◆ **The records**
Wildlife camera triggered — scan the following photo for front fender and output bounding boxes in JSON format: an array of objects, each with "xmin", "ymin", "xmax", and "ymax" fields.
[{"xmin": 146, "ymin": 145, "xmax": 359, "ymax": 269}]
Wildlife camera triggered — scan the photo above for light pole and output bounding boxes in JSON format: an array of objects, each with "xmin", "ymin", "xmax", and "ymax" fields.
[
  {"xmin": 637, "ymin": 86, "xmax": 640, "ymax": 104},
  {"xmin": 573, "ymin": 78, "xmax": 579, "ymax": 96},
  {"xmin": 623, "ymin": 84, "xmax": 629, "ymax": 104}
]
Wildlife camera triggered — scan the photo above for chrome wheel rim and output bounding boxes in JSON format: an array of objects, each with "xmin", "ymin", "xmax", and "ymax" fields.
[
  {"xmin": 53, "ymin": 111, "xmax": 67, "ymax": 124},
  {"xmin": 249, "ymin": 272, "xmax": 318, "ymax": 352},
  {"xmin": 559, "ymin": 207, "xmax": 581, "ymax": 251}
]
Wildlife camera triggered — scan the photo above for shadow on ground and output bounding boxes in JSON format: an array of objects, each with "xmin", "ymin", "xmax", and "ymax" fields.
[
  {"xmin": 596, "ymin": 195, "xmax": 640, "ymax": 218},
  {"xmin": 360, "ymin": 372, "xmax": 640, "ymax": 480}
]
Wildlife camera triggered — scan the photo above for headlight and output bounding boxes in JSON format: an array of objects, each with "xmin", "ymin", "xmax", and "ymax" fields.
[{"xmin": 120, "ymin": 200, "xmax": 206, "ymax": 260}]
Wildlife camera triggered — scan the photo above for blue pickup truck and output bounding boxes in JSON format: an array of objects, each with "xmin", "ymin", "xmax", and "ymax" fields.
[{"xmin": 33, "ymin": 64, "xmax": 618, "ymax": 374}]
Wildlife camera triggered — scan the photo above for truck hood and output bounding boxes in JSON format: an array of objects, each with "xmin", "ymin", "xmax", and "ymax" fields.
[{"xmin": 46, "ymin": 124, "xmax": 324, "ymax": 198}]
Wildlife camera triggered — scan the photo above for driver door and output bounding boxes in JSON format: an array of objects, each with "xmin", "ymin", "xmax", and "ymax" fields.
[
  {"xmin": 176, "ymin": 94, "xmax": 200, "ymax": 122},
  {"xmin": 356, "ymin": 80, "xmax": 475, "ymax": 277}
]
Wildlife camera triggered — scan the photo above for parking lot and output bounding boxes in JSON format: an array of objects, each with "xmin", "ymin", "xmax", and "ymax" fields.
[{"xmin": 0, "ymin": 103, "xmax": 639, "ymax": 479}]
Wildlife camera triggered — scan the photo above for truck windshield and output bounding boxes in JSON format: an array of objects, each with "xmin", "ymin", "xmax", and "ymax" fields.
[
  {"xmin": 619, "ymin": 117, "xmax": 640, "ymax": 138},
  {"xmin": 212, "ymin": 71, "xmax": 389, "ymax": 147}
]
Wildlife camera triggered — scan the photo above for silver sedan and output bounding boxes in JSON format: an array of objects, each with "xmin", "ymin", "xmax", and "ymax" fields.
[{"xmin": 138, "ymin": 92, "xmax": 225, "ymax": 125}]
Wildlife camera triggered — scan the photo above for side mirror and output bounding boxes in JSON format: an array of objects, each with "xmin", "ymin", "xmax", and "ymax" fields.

◆ **Exercise**
An exact copy is needed of the closing lines of the entries above, counting from the one that contains "Wildlife camera triggered — scan the photo above for silver" and including it and the last.

◆ **Expected answer**
Wildlife camera triggered — scan the photo above for silver sedan and output bounding boxes in JSON format: an array of objects, each with "xmin", "ymin", "xmax", and "ymax" fields.
[{"xmin": 138, "ymin": 92, "xmax": 225, "ymax": 125}]
Wildlife camera triggered — scan the photo above for side mirror and output bounding boxes in JSON format: an array of objects, each with "xmin", "ymin", "xmax", and "ymax" fields.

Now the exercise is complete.